● DOCUMENT:

....................

La jeune cheffe américaine Hannah von Wiehler durant la répétition, ce mardi. — Mickaël Bosredon
  • L’orchestre national Bordeaux Aquitaine va interpréter dix-huit titres de musiques de jeu vidéo, au cours de deux soirées à l’Auditorium de Bordeaux.
  • A l’origine du projet avec l’association So Games, le directeur de l’opéra Emmanuel Hondré a souhaité recréer à Bordeaux « un mélange de deux univers qui a priori ne sont pas faits pour se rencontrer, mais qui peuvent quelques fois travailler ensemble. »
  • Le spectacle promet d’autant plus d’être étonnant, que douze joueurs tirés au sort monteront sur scène pour jouer sur écran géant, pendant que l’orchestre interprétera les différents titres.

Un orchestre symphonique qui joue des musiques… de jeux vidéo. On entend déjà certains puristes crier au crime musical. Et pourtant. C’est bien ce qui est programmé mercredi et jeudi soir par l’Opéra de Bordeaux et l'association SO. Games, à l’auditorium, dans le cadre du forum Horizon(s) consacré aux jeux vidéo qui se tient mercredi et jeudi à Bordeaux.

....................

● DONNÉES EXTRAITES:
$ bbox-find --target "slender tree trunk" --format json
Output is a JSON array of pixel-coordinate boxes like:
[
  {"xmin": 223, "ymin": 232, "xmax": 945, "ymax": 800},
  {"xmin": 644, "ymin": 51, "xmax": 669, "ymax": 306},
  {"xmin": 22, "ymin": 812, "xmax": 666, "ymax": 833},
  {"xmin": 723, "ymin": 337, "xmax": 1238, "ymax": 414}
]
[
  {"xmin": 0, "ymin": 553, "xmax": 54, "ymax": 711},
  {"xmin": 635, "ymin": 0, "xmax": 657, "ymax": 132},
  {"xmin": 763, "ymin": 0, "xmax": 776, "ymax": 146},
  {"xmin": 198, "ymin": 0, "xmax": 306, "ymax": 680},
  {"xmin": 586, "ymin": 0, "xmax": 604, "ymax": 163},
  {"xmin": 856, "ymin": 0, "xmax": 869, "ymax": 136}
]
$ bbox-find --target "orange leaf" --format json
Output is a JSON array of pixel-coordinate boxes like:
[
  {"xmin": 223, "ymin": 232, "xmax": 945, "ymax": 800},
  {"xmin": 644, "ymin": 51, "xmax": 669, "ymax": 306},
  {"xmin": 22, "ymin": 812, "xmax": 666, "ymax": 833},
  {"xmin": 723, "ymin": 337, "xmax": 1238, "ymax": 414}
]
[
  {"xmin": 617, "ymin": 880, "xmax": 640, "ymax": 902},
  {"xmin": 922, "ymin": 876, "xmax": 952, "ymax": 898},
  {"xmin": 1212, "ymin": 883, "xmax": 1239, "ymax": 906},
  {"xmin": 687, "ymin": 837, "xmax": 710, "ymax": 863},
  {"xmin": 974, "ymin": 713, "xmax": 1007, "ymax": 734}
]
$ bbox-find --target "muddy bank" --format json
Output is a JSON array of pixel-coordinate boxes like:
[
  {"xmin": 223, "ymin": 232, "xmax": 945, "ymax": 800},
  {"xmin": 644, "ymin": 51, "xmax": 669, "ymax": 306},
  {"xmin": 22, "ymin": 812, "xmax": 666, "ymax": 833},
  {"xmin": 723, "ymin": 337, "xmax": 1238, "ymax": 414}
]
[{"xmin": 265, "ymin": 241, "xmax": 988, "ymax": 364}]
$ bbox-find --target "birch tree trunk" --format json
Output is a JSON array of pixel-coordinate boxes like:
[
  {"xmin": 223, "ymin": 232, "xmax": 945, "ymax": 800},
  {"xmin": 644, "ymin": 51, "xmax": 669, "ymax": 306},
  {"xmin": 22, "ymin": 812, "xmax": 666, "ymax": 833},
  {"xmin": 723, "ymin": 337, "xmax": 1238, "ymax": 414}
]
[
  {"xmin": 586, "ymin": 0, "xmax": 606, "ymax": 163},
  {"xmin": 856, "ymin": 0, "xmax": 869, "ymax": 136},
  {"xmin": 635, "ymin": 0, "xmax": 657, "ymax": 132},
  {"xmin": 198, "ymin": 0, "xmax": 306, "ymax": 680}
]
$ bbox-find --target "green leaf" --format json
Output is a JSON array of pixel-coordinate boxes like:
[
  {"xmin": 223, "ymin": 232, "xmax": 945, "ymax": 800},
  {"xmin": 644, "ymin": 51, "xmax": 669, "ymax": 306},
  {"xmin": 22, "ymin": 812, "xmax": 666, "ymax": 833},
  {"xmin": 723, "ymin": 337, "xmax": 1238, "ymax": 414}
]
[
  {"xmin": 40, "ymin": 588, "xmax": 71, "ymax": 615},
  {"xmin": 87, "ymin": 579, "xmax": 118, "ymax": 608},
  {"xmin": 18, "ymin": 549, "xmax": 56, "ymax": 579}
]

....................

● CONSIGNES:
1 > D'après le document, combien de morceaux de musique de jeu vidéo l'orchestre va-t-il jouer ?
2 > Relevez toutes les personnes citées par leur nom dans le document.

● LES RÉPONSES:
1 > Dix-huit titres.

2 >
- Hannah von Wiehler
- Mickaël Bosredon
- Emmanuel Hondré